Write out exactly, please, the lines from the one containing "Should you be willing to segment every instance of the blue" to the end of the material.

[Records from a collection]
-- start --
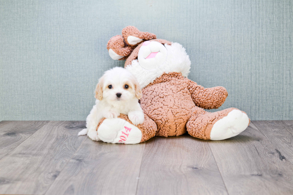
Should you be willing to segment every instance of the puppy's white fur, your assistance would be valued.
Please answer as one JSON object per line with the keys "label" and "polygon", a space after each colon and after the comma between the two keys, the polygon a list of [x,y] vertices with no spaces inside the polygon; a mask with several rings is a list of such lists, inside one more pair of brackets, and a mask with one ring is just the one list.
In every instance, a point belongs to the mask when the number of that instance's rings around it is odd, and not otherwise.
{"label": "puppy's white fur", "polygon": [[[100,141],[96,129],[100,120],[103,118],[117,118],[120,113],[128,115],[135,125],[143,122],[144,115],[138,103],[142,96],[141,90],[136,78],[127,70],[116,67],[106,71],[99,79],[95,93],[96,105],[86,118],[86,128],[78,135],[87,134],[93,140]],[[120,97],[116,95],[118,93],[121,94]]]}

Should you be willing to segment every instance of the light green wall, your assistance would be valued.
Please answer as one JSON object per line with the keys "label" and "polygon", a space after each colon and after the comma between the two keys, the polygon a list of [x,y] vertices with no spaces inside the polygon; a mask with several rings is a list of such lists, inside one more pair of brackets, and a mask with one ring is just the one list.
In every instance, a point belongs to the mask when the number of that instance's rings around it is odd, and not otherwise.
{"label": "light green wall", "polygon": [[85,120],[128,25],[178,42],[189,78],[252,120],[293,119],[292,1],[0,1],[0,121]]}

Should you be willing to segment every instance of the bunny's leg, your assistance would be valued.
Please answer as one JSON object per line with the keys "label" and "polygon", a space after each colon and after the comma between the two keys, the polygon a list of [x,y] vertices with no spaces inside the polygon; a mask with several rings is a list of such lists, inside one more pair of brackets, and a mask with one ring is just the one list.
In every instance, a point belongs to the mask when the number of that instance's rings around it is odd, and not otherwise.
{"label": "bunny's leg", "polygon": [[197,108],[187,122],[191,136],[203,139],[222,140],[244,131],[250,120],[244,112],[234,108],[209,113]]}
{"label": "bunny's leg", "polygon": [[97,130],[98,137],[105,142],[137,144],[154,136],[157,125],[145,114],[144,122],[135,126],[127,115],[121,114],[117,118],[103,119],[98,124]]}

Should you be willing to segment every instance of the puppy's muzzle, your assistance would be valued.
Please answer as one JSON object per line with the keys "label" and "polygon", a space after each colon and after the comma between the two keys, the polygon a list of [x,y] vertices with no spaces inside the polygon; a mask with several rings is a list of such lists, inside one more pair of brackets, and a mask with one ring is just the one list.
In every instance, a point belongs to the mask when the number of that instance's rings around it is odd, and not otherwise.
{"label": "puppy's muzzle", "polygon": [[116,93],[116,96],[117,96],[117,97],[118,98],[121,97],[121,95],[122,95],[122,94],[120,93]]}

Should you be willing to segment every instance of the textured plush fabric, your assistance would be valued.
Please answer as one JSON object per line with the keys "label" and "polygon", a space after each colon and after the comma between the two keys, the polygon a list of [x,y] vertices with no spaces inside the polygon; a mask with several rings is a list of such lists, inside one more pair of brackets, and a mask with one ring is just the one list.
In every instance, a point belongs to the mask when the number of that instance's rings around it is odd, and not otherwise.
{"label": "textured plush fabric", "polygon": [[190,135],[193,137],[209,140],[210,138],[210,131],[214,124],[220,119],[227,116],[233,110],[238,109],[230,108],[210,113],[205,111],[202,108],[196,108],[187,123],[187,131]]}
{"label": "textured plush fabric", "polygon": [[[129,36],[133,36],[145,40],[149,40],[157,38],[156,35],[148,32],[142,32],[134,26],[128,26],[122,30],[122,36],[126,44],[129,44],[127,41]],[[137,44],[134,45],[137,45]]]}
{"label": "textured plush fabric", "polygon": [[[118,118],[124,119],[132,125],[133,125],[127,115],[120,114],[120,116],[118,116]],[[106,119],[105,118],[103,118],[100,121],[97,127],[97,130],[105,119]],[[157,130],[157,126],[156,124],[146,114],[144,115],[144,122],[142,124],[140,124],[136,126],[141,131],[142,135],[141,142],[146,141],[149,138],[152,137],[155,135],[156,131]]]}
{"label": "textured plush fabric", "polygon": [[112,38],[107,44],[107,49],[108,50],[112,49],[119,56],[124,56],[120,60],[126,59],[134,48],[133,46],[125,45],[123,38],[121,35],[117,35]]}
{"label": "textured plush fabric", "polygon": [[[155,39],[150,40],[150,41],[156,41],[162,44],[165,44],[167,43],[169,44],[171,44],[172,42],[164,39]],[[133,50],[133,51],[130,55],[128,57],[126,60],[125,60],[125,63],[124,64],[124,67],[125,67],[127,65],[131,64],[131,62],[134,59],[137,58],[138,54],[138,51],[139,50],[139,48],[142,46],[143,43],[141,43],[138,45]]]}
{"label": "textured plush fabric", "polygon": [[228,91],[219,110],[293,120],[292,0],[2,0],[0,8],[0,121],[85,120],[99,78],[124,66],[106,46],[129,25],[182,44],[188,78]]}
{"label": "textured plush fabric", "polygon": [[185,133],[195,110],[203,110],[196,106],[193,98],[204,107],[213,108],[220,106],[228,94],[223,87],[206,89],[178,73],[164,74],[144,88],[142,93],[141,108],[156,122],[156,135],[164,136]]}

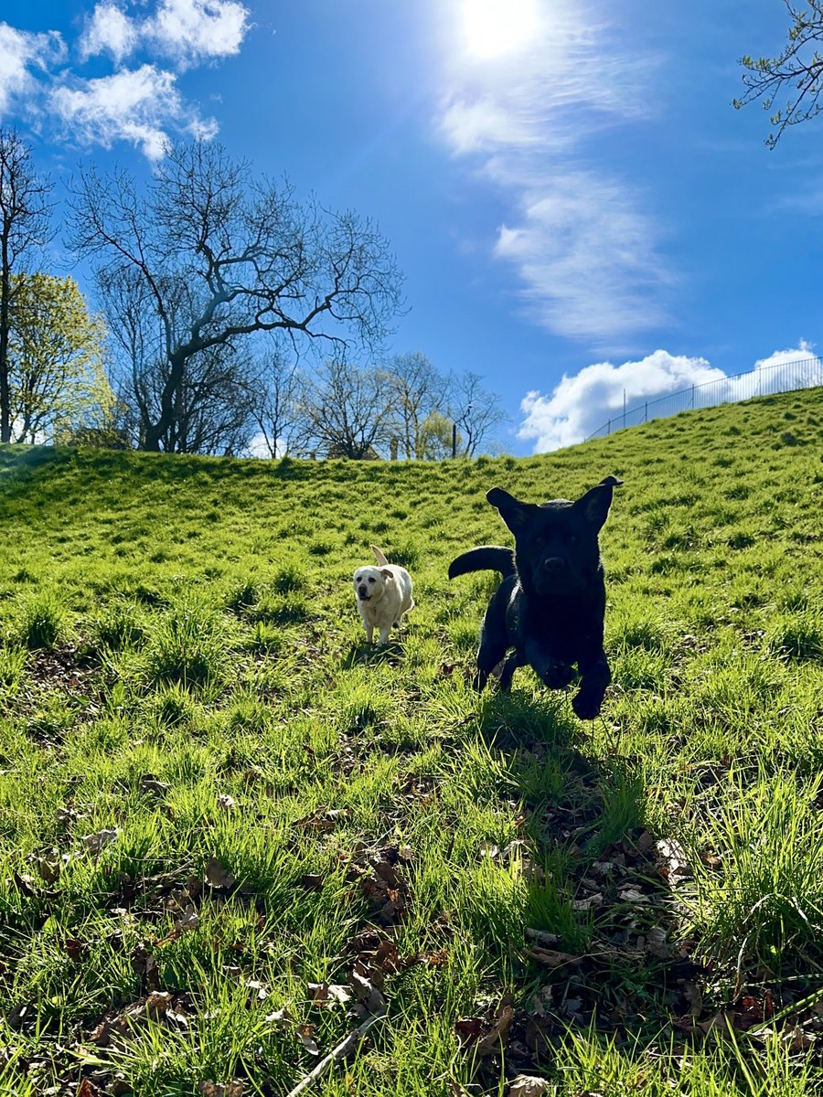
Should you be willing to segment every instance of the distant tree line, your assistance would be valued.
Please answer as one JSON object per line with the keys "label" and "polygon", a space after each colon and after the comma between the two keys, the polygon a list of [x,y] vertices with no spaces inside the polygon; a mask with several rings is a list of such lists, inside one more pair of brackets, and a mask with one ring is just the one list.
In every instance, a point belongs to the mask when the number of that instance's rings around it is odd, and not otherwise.
{"label": "distant tree line", "polygon": [[494,443],[482,377],[382,352],[402,276],[375,226],[203,140],[138,188],[81,169],[67,244],[93,272],[37,270],[52,184],[0,129],[0,441],[172,453],[439,460]]}

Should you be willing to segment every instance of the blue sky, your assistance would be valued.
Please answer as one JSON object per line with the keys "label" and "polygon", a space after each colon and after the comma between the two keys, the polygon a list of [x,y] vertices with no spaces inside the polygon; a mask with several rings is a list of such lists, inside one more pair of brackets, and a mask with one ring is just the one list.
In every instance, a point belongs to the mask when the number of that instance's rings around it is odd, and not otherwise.
{"label": "blue sky", "polygon": [[[388,352],[482,374],[522,454],[623,389],[819,349],[823,122],[769,152],[731,106],[787,26],[781,0],[4,0],[0,123],[58,196],[200,133],[373,217],[406,275]],[[58,237],[93,299],[70,261]]]}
-- end --
_SOLUTION FOR THIS PROBLEM_.
Should you be willing to segment every instance of the blue sky, your assistance would be valued.
Please answer as one JSON object per line with the keys "label" and "polygon", a space after each colon and after the comma between the two keys, the polygon a list of [x,y] vertices with no spaces inside the polygon; a mask with several rings is a list of such lists, inside one more pair of brackets, and a mask with one ring is just the one list.
In every instance, a point belongs to the mask when the number of that instance's rings around it is odd, and not otherwise.
{"label": "blue sky", "polygon": [[[388,352],[482,374],[522,454],[623,389],[819,349],[823,122],[769,152],[731,106],[787,26],[781,0],[4,0],[0,123],[58,196],[200,133],[373,217],[406,275]],[[58,237],[93,299],[70,261]]]}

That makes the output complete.